### WORK REQUIRED
Please quote every item below word for word, leaving the pictures out of your answer.
BEGIN
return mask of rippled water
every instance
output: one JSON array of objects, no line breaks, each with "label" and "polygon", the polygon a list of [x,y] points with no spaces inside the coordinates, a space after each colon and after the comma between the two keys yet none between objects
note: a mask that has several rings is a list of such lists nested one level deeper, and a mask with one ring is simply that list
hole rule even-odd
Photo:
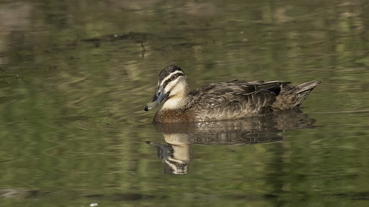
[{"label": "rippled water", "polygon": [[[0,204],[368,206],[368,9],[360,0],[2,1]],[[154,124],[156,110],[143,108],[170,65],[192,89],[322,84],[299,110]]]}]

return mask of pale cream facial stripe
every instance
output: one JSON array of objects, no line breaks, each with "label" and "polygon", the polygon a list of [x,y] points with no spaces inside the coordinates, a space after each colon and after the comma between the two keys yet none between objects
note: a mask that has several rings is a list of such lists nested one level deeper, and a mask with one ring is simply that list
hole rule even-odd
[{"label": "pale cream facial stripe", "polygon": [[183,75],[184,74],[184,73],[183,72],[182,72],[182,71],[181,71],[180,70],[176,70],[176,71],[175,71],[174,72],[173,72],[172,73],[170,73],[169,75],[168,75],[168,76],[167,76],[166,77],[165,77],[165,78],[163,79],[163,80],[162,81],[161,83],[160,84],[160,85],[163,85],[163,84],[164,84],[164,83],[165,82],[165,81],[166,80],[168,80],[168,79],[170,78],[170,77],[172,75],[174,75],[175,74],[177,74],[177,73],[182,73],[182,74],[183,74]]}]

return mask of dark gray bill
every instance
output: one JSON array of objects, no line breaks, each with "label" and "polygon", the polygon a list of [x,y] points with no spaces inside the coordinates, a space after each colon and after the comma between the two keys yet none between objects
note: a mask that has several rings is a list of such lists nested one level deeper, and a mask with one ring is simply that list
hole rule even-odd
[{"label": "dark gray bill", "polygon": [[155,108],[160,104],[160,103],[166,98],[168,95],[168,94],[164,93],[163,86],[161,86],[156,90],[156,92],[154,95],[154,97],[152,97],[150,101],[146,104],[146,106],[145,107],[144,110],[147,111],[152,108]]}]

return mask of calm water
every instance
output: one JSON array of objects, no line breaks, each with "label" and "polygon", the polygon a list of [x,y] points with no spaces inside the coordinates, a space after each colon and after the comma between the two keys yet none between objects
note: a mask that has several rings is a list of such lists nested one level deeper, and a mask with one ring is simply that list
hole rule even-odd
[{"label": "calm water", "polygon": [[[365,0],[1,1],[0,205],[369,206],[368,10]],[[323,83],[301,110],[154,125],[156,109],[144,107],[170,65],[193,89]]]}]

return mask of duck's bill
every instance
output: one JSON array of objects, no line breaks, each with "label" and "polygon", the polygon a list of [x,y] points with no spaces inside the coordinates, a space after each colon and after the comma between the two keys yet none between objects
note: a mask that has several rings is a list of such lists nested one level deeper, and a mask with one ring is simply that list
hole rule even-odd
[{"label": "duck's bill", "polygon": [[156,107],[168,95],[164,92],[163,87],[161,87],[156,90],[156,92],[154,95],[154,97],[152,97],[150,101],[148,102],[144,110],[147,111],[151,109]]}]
END
### RESPONSE TO THE EXERCISE
return mask of rippled water
every instance
output: one JSON array of objects, no line breaks, each with "label" and "polygon", the polygon a list of [x,y] points with no spaces inside the coordinates, a space after each colon and after the comma between the two keys yet none between objects
note: a mask that has several rings is a list of such lists nested one level deeper, and a mask with one ring is simply that list
hole rule even-odd
Photo:
[{"label": "rippled water", "polygon": [[[0,204],[368,206],[368,9],[360,0],[2,1]],[[154,124],[156,110],[143,108],[170,65],[192,89],[322,84],[299,110]]]}]

return mask of pale cream facial stripe
every instance
output: one JSON array of objects, no line breaks, each with "label" and "polygon", the polygon a list of [x,y] points with no spaces inside the coordinates, a space after each colon and after the comma between the two keys yet none between objects
note: a mask that has several rings is a list of such lists nested one level deeper, and a mask with one ring is simply that list
hole rule even-odd
[{"label": "pale cream facial stripe", "polygon": [[183,75],[184,74],[184,73],[183,72],[182,72],[182,71],[181,71],[180,70],[176,70],[176,71],[175,71],[174,72],[173,72],[172,73],[170,73],[169,75],[168,75],[168,76],[167,76],[166,77],[165,77],[165,78],[163,79],[163,80],[162,81],[161,83],[160,84],[160,85],[163,85],[163,84],[164,84],[164,83],[165,82],[165,81],[166,80],[168,80],[168,79],[170,78],[170,77],[172,75],[174,75],[175,74],[177,74],[177,73],[182,73],[182,74],[183,74]]}]

return mask of dark gray bill
every instance
output: one JSON array of objects, no line breaks, each with "label" and "polygon", the polygon a list of [x,y] points with no spaces inside the coordinates, a space after each colon and after the comma between the two keys yet none between objects
note: a mask that has several rings is a list of such lists nested one level deeper, and a mask with one ring is simply that list
hole rule even-odd
[{"label": "dark gray bill", "polygon": [[155,108],[160,104],[160,103],[166,98],[168,95],[168,94],[164,93],[163,86],[161,86],[156,90],[156,92],[154,95],[154,97],[152,97],[150,101],[146,104],[146,106],[145,107],[144,110],[147,111],[152,108]]}]

return mask of calm water
every instance
output: one JSON array of objects, no line breaks, each with "label" and "polygon", the polygon a list of [x,y] points with no spaces inside the coordinates, a space after each colon and after the comma between the two keys yet none between objects
note: a mask that has several rings is a list of such lists nested one level deeper, and a mask with one ring is simply that list
hole rule even-odd
[{"label": "calm water", "polygon": [[[365,0],[1,1],[0,205],[369,206],[368,10]],[[323,83],[301,110],[154,125],[156,109],[144,107],[170,65],[193,89]]]}]

return mask of duck's bill
every instance
output: one JSON array of objects, no line breaks, each with "label" and "polygon", the polygon a list of [x,y] points with no spaces inside the coordinates, a space after each colon and after the comma between the two keys yet none between objects
note: a mask that has several rings is a list of such lists nested one level deeper, and a mask with one ring is simply that list
hole rule even-odd
[{"label": "duck's bill", "polygon": [[156,107],[168,95],[164,92],[163,87],[161,87],[156,90],[156,92],[154,95],[154,97],[152,97],[150,101],[148,102],[144,110],[147,111],[151,109]]}]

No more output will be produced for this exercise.